» STATED TASK
Reproduce character for character the lines below, starting with the line that contains "(5 points) Identify the metal" and continuing through the last line, with both ends included.

★ ★ ★ ★ ★

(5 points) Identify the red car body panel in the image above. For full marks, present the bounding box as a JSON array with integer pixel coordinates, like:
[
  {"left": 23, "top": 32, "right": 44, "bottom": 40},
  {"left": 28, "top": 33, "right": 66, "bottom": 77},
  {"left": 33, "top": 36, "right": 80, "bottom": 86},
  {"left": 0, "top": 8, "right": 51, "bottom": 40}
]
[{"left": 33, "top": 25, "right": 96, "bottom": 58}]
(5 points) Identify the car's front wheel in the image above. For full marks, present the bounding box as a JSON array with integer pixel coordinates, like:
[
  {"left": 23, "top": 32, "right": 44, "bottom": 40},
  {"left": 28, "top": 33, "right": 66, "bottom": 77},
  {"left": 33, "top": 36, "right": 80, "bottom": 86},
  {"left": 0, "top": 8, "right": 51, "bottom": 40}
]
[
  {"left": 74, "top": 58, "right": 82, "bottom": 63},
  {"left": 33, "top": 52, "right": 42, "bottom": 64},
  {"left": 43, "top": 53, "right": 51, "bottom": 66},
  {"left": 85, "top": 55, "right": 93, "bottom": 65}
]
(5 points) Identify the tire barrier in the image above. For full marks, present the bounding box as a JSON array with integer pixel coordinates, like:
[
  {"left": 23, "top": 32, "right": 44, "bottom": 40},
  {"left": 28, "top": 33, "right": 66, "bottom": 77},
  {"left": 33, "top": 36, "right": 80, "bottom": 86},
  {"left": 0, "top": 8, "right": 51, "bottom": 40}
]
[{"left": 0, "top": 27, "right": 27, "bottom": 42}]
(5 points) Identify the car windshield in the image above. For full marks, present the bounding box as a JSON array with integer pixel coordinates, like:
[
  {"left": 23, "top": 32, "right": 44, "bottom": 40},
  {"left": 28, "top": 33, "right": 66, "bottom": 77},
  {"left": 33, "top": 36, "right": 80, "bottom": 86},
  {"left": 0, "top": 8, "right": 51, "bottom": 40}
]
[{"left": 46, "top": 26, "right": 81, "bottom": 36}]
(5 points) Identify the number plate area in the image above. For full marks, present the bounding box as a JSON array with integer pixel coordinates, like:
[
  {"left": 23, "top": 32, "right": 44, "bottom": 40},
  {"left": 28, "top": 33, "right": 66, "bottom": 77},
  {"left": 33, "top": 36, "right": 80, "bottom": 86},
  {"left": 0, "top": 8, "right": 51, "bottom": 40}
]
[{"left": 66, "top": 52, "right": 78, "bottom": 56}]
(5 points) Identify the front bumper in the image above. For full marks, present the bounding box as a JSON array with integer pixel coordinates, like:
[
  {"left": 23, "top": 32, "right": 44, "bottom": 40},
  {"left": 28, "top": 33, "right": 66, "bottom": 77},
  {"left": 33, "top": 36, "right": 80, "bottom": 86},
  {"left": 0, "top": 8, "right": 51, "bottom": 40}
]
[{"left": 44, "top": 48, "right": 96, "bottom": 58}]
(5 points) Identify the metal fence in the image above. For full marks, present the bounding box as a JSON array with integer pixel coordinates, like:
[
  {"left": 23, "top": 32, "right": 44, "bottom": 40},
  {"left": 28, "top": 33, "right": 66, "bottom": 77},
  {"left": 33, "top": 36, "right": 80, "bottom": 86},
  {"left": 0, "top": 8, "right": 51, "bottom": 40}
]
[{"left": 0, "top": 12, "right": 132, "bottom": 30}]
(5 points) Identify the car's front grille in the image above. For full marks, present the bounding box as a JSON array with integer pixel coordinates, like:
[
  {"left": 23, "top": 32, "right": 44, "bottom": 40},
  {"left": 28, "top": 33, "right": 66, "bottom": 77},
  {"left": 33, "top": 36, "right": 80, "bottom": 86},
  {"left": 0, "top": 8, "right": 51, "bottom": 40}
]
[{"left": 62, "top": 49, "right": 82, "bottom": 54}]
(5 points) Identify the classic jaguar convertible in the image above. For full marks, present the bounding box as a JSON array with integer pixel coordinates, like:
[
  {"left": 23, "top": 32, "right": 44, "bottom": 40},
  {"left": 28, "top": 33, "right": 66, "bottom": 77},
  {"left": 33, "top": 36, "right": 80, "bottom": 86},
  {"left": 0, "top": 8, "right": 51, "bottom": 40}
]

★ ★ ★ ★ ★

» RESULT
(5 points) Identify the metal fence in the image above. For full marks, present the bounding box as a JSON array with integer pixel coordinates, like:
[
  {"left": 23, "top": 32, "right": 44, "bottom": 40},
  {"left": 28, "top": 33, "right": 66, "bottom": 77},
  {"left": 33, "top": 36, "right": 80, "bottom": 86},
  {"left": 0, "top": 8, "right": 51, "bottom": 40}
]
[{"left": 0, "top": 12, "right": 132, "bottom": 30}]
(5 points) Identify the car's front grille in the image above. For full marks, present the bounding box as a JSON array with integer pixel coordinates, like:
[
  {"left": 23, "top": 32, "right": 44, "bottom": 40},
  {"left": 28, "top": 33, "right": 66, "bottom": 77},
  {"left": 33, "top": 36, "right": 80, "bottom": 86},
  {"left": 0, "top": 8, "right": 51, "bottom": 40}
]
[{"left": 62, "top": 49, "right": 82, "bottom": 54}]
(5 points) Identify the classic jaguar convertible in the image above. For full marks, present the bounding box as a JSON array with integer pixel coordinates, like:
[
  {"left": 23, "top": 32, "right": 44, "bottom": 40},
  {"left": 28, "top": 33, "right": 66, "bottom": 77},
  {"left": 33, "top": 36, "right": 80, "bottom": 86},
  {"left": 0, "top": 8, "right": 51, "bottom": 40}
]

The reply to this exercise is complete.